For centuries, death was both familiar and near—dying people were cared for by family and friends. With the rise of medical science and hospitals, though, the culture’s focus shifted heavily to cures. Today, when someone can’t be cured, most of us have little idea how to respond. It’s almost as if dying, rather than being seen as a normal part of life, is considered something of a failure. How many obituaries begin by announcing that someone has “lost a battle”?
Our understanding of loss and death has never been static. New concepts rise—such as ecological grief, the helplessness people feel while living on a struggling planet, and chronic sorrow, a grief that lasts for years and years. The King’s program has grown and adapted. Several new courses are currently proposed: Grief Activism would explore the use of public grief, mourning, and commemoration in social movements around the world. (An example: women who had personally suffered loss founded Mothers Against Drunk Driving and, against tremendous odds, changed a culture.) The Role of Death Doulas would examine how we can provide care for individuals and their families at end of life. Dark Tourism would look at sites linked to genocide, assassination, incarceration, war, or disaster—natural or accidental—and consider how these places inform our understanding of death, loss, grief, and national and international histories.
The point is not to replace the fear of death with an obsession with death; it is to accept death as a basic fact. Russian composer Dmitri Shostakovich wondered if fear of death is our deepest feeling; he also believed that thinking about death was key to better living. Evidence of the fact that he deeply considered his own death can be heard in his more meditative music. “If people began thinking about death sooner,” Shostakovich once said, “they’d make fewer foolish mistakes.”

# WORK TO COMPLETE:
(1) In the passage about death and grief, what did Shostakovich believe thinking about death was key to?
(2) Go on with the passage about death and grief, picking up after its final sentence.

[Data excerpts]
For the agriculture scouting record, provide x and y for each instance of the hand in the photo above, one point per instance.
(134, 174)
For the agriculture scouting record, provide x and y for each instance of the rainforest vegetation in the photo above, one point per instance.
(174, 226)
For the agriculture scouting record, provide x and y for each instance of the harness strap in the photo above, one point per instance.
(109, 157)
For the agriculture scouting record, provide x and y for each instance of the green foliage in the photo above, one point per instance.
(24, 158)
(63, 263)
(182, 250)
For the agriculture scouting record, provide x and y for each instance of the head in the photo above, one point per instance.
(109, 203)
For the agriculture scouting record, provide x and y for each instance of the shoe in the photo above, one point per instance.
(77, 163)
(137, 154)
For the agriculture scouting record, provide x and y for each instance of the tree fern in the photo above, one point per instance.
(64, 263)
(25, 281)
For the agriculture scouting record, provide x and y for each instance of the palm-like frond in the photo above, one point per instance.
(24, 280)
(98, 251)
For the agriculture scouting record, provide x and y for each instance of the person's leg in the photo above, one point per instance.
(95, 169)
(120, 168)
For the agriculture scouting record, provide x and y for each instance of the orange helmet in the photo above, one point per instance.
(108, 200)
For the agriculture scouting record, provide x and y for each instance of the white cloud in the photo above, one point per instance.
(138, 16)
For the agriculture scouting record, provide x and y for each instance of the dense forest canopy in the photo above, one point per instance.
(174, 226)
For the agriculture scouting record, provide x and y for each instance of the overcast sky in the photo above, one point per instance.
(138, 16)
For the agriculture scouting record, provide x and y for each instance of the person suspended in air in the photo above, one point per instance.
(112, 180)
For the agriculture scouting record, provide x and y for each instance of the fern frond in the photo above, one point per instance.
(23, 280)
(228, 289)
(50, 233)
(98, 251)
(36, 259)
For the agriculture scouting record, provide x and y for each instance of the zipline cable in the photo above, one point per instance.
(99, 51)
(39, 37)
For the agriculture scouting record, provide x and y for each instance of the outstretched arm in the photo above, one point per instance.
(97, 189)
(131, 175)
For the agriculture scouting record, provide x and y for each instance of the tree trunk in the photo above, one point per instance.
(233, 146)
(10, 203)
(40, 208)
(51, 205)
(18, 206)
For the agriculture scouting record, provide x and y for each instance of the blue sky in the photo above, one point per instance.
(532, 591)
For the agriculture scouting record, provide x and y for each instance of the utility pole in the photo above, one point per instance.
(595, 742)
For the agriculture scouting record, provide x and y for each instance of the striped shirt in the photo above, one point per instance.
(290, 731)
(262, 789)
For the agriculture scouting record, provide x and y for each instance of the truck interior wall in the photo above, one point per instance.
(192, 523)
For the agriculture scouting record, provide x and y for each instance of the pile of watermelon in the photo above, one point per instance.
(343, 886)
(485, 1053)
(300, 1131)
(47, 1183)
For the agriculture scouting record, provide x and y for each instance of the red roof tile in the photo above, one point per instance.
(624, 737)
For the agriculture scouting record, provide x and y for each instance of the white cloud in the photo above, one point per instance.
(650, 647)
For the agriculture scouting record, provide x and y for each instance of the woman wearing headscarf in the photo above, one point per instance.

# ANSWERS BY ITEM NUMBER:
(1) Better living.

(2)
Death coming close can bring out our worst or our best. Studies show that some of us, faced with the fact of death, become more humble and grateful. Exploring death and grief has given thanatology students the courage to be uncomfortable, to lean in to situations most of us seek to avoid. By introspectively studying challenging material, students can move through fear to the point where they can help others—and themselves.
Of all her courses, Children and Death applied most to Jade Rabley’s life beyond school. She completed her honours specialization in thanatology in April 2021 and now cares for sick and dying children and their families at Victoria Hospital in London. School, she says, “helped me channel my compassion in a way that’s important. To have the opportunity to connect and sit with people in these unimaginable moments—it’s humbling.” Despite being surrounded by tragedy and loss at the hospital, she marvels every day at the human penchant for bravery and beauty.
Her studies, she says, enabled her to discover that she has the ability to work in this demanding, delicate field. “Dying is such an intimate process,” she says. “Every family is different; everyone is so vulnerable. You are trying to help everybody, and later you go back to your office and cry. Ultimately, though, I feel grateful to be able to support each family in such a huge moment of need. There’s nothing like it and nothing else I’d rather do.”